### [Given request A]
Pick out each line of the rows below that contains the string "blue".

### [Document section]
The Strait of Hormuz may reopen within the next day or two, but the return of tanker traffic would not restore the old market. Donald Trump said a deal to end the war would be signed on Sunday and the waterway would open immediately after; later reporting pointed to a signing in Geneva, Switzerland and the possibility that oil could start moving again as early as June 19. Even so, shipping companies remain wary after the fighting turned the strait into the largest supply disruption in the history of the global oil market.

That caution is rooted in the strait’s scale. Hormuz is the primary export route for oil from Saudi Arabia, the United Arab Emirates, Kuwait, Qatar, Iraq, Bahrain and Iran. It also carries about 93% of Qatar’s LNG exports and 96% of the UAE’s LNG exports, equal to 19% of global LNG trade. In normal conditions, the U.S. Energy Information Administration says oil flows through the corridor average about 20 million barrels per day, roughly one-fifth of global petroleum liquids consumption.

The disruption has already left a measurable scar on supply. The International Energy Agency said the 2026 Middle East war caused the largest supply disruption in the history of the global oil market, with crude and product flows falling from around 20 million barrels per day before the war to a trickle. The agency said Gulf countries cut total oil production by at least 10 million barrels per day, while the Energy Information Administration estimated that Iraq, Saudi Arabia, Kuwait, the UAE, Qatar and Bahrain collectively shut in 7.5 million barrels per day of crude production in March. The EIA also said flows through Hormuz fell almost 30% year over year to 14.6 million barrels per day in the first quarter of 2026.

AI-generated illustration
AI-generated illustration

That is why reopening the channel does not mean a return to prewar trade patterns. Analysts say tanker traffic could rebound quickly, but it is unclear whether transits will climb all the way back to previous levels, and insurers are likely to keep pricing in the risk of renewed disruption. Richard Goldberg, a former Trump administration National Security Council official, called Hormuz a “diminishing asset,” pointing to Gulf investment in alternative pipelines and other chokepoint-avoiding infrastructure.

The effects spread well beyond crude cargoes. UNCTAD says the disruption ripples through energy, fertilizers, global trade and development, widening the cost for importers and consumers far from the Persian Gulf. If the strait reopens, the fastest adapters will be producers with bypass routes, shippers able to reroute and insure vessels, and importers already diversifying supply. The longer-term bill will fall on countries and communities that cannot escape the new risk premium baked into moving energy through one narrow waterway.

### [Given request B]
Output a stretch of the Strait of Hormuz passage unchanged: begin at the words "The Strait of" and stop after "global oil market.".

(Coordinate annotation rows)
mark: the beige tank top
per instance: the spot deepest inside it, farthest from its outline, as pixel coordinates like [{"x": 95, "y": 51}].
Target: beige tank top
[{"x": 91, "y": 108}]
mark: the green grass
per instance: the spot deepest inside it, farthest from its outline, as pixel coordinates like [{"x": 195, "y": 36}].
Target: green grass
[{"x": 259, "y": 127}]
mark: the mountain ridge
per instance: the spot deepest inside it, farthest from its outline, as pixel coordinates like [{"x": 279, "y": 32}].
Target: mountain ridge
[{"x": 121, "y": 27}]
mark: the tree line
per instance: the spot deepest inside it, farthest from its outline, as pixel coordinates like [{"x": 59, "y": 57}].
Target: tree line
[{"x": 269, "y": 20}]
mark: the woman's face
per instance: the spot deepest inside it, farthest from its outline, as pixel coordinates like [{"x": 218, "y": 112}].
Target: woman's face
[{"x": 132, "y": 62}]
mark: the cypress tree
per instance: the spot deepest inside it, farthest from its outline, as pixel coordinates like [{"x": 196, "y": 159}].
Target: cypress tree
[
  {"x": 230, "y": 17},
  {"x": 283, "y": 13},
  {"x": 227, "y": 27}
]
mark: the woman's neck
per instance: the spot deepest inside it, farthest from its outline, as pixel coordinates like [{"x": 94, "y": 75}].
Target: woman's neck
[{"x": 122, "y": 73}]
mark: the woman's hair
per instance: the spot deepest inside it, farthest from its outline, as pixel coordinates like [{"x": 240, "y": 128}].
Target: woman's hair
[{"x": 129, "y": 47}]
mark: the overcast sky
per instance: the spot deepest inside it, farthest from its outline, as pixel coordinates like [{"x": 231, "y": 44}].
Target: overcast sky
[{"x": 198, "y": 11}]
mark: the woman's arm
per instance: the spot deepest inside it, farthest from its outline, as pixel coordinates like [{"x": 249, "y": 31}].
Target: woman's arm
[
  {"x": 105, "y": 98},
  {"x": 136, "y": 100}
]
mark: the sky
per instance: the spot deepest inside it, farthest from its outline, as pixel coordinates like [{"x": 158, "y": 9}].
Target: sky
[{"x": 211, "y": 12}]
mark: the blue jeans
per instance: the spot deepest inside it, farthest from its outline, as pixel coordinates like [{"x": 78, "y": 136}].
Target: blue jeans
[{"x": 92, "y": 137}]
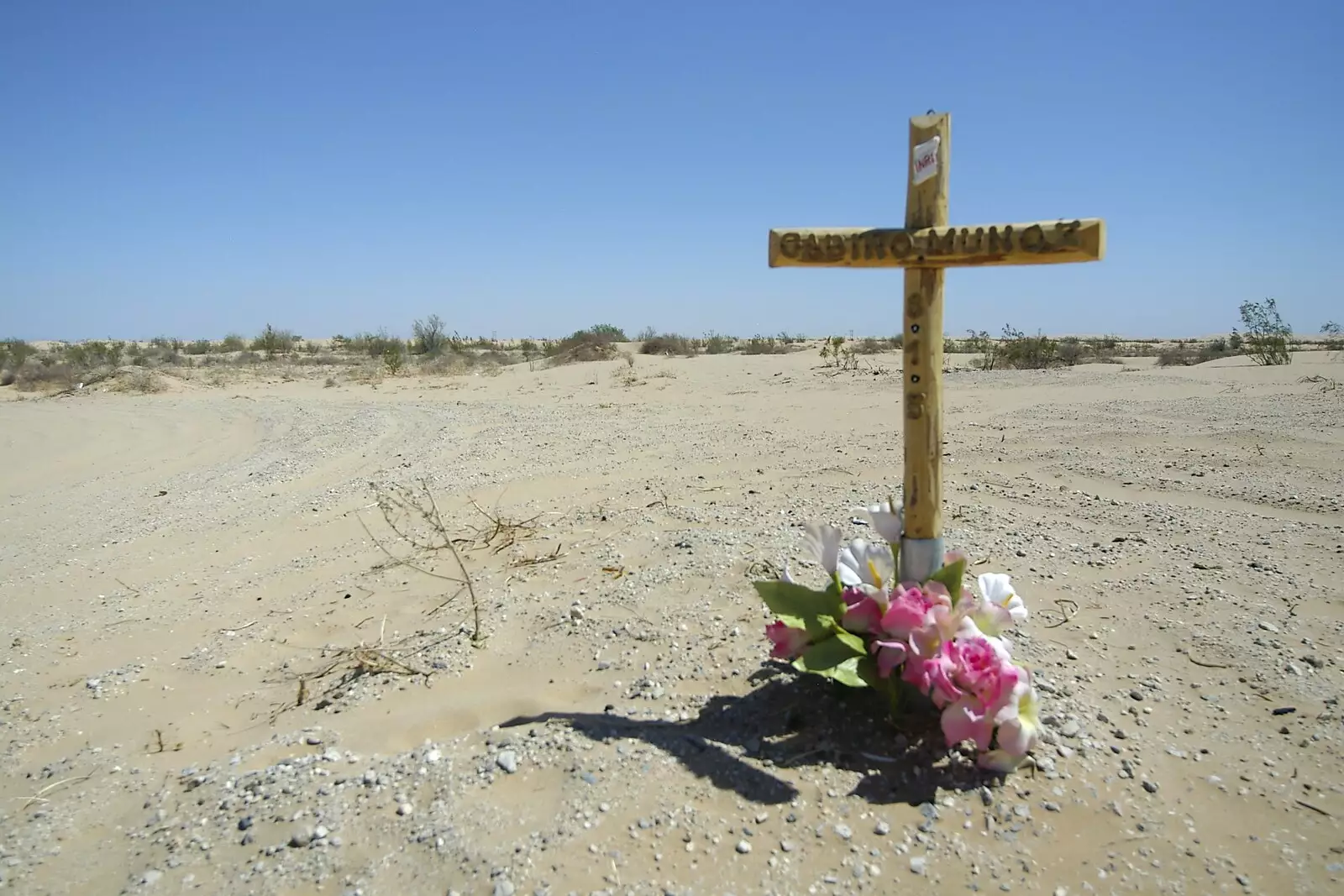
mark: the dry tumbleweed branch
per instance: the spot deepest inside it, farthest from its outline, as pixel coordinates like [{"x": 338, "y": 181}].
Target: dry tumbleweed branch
[{"x": 414, "y": 517}]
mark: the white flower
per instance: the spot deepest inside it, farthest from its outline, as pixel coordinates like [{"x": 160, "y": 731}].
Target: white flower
[
  {"x": 887, "y": 520},
  {"x": 864, "y": 563},
  {"x": 996, "y": 589},
  {"x": 824, "y": 543}
]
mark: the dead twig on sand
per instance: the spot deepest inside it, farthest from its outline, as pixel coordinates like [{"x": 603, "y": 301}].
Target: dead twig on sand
[
  {"x": 92, "y": 380},
  {"x": 347, "y": 665},
  {"x": 1324, "y": 382},
  {"x": 416, "y": 519},
  {"x": 40, "y": 797},
  {"x": 1066, "y": 609}
]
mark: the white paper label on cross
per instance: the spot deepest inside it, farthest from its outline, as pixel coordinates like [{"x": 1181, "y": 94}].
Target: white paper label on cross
[
  {"x": 925, "y": 248},
  {"x": 925, "y": 161}
]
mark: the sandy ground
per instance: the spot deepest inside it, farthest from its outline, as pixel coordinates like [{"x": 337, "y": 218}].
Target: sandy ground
[{"x": 175, "y": 564}]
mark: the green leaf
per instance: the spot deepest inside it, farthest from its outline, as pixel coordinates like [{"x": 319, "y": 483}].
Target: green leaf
[
  {"x": 848, "y": 673},
  {"x": 851, "y": 640},
  {"x": 799, "y": 606},
  {"x": 827, "y": 654},
  {"x": 952, "y": 577}
]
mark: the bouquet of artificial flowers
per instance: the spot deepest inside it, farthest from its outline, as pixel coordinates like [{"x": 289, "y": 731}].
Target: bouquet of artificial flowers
[{"x": 938, "y": 637}]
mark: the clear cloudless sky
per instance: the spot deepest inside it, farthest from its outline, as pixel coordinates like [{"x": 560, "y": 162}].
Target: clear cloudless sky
[{"x": 534, "y": 167}]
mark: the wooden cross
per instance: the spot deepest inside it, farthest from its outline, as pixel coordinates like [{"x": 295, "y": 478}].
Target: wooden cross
[{"x": 925, "y": 246}]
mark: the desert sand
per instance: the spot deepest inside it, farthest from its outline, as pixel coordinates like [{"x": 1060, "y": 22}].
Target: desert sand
[{"x": 179, "y": 570}]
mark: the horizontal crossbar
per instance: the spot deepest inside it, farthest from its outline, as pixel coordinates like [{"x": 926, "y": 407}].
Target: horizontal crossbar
[{"x": 1026, "y": 244}]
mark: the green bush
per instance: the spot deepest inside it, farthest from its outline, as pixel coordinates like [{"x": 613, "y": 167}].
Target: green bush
[
  {"x": 273, "y": 342},
  {"x": 718, "y": 344},
  {"x": 13, "y": 352},
  {"x": 1265, "y": 338},
  {"x": 764, "y": 345},
  {"x": 429, "y": 336},
  {"x": 591, "y": 344},
  {"x": 669, "y": 344}
]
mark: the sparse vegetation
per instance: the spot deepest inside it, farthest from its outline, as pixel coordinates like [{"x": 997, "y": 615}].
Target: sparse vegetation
[
  {"x": 1265, "y": 335},
  {"x": 275, "y": 342},
  {"x": 669, "y": 344},
  {"x": 591, "y": 344},
  {"x": 718, "y": 344},
  {"x": 1186, "y": 354},
  {"x": 764, "y": 345},
  {"x": 1334, "y": 335},
  {"x": 429, "y": 336}
]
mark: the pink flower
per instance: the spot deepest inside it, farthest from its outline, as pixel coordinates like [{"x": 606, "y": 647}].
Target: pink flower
[
  {"x": 911, "y": 609},
  {"x": 790, "y": 642},
  {"x": 979, "y": 668},
  {"x": 931, "y": 674},
  {"x": 968, "y": 719}
]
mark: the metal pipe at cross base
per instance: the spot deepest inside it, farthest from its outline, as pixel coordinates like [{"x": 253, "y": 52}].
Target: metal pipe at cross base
[{"x": 920, "y": 559}]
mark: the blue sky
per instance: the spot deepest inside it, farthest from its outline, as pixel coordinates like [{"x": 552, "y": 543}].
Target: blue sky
[{"x": 535, "y": 167}]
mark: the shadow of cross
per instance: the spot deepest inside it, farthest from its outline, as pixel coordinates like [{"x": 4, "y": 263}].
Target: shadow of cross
[
  {"x": 925, "y": 246},
  {"x": 750, "y": 743}
]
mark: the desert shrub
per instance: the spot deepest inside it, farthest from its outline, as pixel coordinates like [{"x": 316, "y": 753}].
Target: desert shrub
[
  {"x": 718, "y": 344},
  {"x": 1184, "y": 354},
  {"x": 394, "y": 358},
  {"x": 1072, "y": 351},
  {"x": 1028, "y": 352},
  {"x": 429, "y": 336},
  {"x": 13, "y": 352},
  {"x": 140, "y": 382},
  {"x": 93, "y": 354},
  {"x": 1334, "y": 335},
  {"x": 275, "y": 342},
  {"x": 980, "y": 343},
  {"x": 669, "y": 344},
  {"x": 1265, "y": 338},
  {"x": 764, "y": 345},
  {"x": 374, "y": 344},
  {"x": 591, "y": 344},
  {"x": 871, "y": 345}
]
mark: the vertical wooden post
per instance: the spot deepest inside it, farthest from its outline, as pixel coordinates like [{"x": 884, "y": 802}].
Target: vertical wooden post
[{"x": 927, "y": 206}]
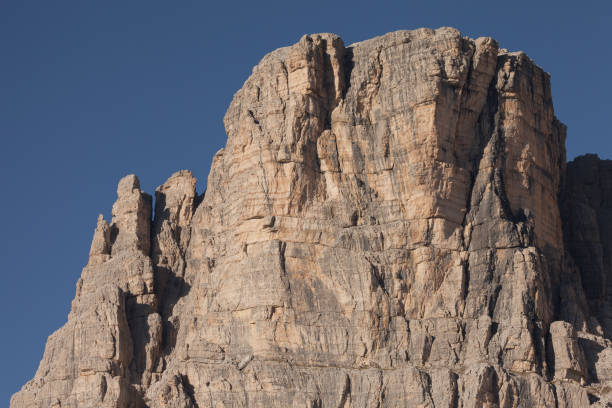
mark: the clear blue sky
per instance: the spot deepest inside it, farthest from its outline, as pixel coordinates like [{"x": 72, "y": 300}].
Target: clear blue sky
[{"x": 93, "y": 90}]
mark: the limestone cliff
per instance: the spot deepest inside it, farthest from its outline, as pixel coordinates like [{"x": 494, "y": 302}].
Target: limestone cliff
[{"x": 391, "y": 223}]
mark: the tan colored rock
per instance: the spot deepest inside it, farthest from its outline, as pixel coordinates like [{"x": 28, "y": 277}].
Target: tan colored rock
[
  {"x": 568, "y": 355},
  {"x": 381, "y": 229}
]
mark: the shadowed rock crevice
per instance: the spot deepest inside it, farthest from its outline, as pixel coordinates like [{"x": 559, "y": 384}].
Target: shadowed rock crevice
[{"x": 390, "y": 223}]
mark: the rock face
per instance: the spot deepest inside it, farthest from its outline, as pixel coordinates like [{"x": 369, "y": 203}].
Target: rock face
[{"x": 390, "y": 224}]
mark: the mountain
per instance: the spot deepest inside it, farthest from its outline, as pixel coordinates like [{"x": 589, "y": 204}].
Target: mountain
[{"x": 391, "y": 223}]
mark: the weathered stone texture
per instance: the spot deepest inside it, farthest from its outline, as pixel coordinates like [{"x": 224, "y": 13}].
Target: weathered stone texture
[{"x": 382, "y": 229}]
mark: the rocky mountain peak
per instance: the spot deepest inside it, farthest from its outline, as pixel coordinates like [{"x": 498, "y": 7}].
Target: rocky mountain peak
[{"x": 391, "y": 223}]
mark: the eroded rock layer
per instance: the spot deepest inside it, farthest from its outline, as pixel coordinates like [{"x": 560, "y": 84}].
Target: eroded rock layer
[{"x": 383, "y": 228}]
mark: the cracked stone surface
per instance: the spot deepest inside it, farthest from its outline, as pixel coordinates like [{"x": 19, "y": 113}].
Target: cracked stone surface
[{"x": 391, "y": 223}]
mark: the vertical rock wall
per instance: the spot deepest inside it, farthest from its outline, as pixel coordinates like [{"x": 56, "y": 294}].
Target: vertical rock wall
[{"x": 382, "y": 229}]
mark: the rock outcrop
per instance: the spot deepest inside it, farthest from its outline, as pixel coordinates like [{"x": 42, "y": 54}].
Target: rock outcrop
[{"x": 390, "y": 224}]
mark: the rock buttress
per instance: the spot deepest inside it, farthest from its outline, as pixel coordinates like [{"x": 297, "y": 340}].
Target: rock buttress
[{"x": 382, "y": 229}]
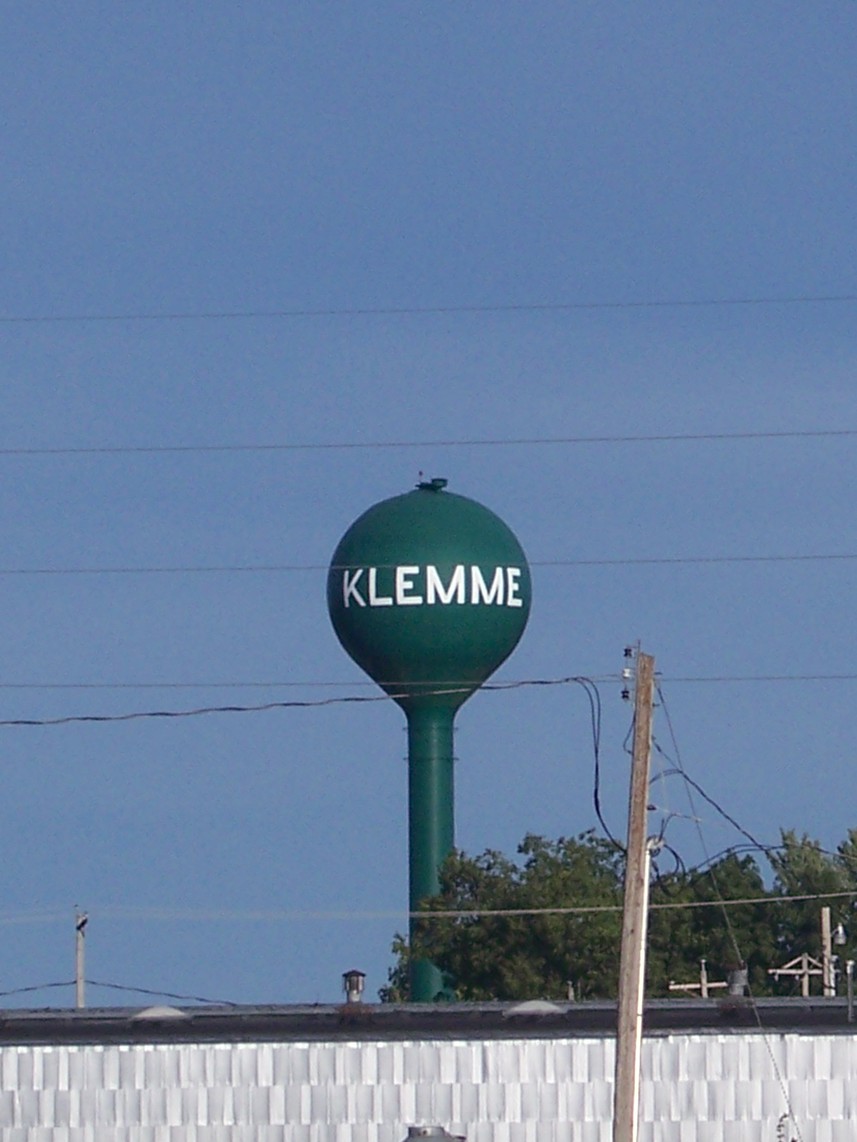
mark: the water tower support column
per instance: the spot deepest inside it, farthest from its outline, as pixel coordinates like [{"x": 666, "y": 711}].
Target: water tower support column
[{"x": 431, "y": 830}]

### [Complete response A]
mark: the blue jeans
Target: blue jeans
mark: the blue sky
Target: blue sky
mark: the clear blue sky
Target: clear blue sky

### [Complete response B]
The Strait of Hormuz may reopen within the next day or two, but the return of tanker traffic would not restore the old market. Donald Trump said a deal to end the war would be signed on Sunday and the waterway would open immediately after; later reporting pointed to a signing in Geneva, Switzerland and the possibility that oil could start moving again as early as June 19. Even so, shipping companies remain wary after the fighting turned the strait into the largest supply disruption in the history of the global oil market.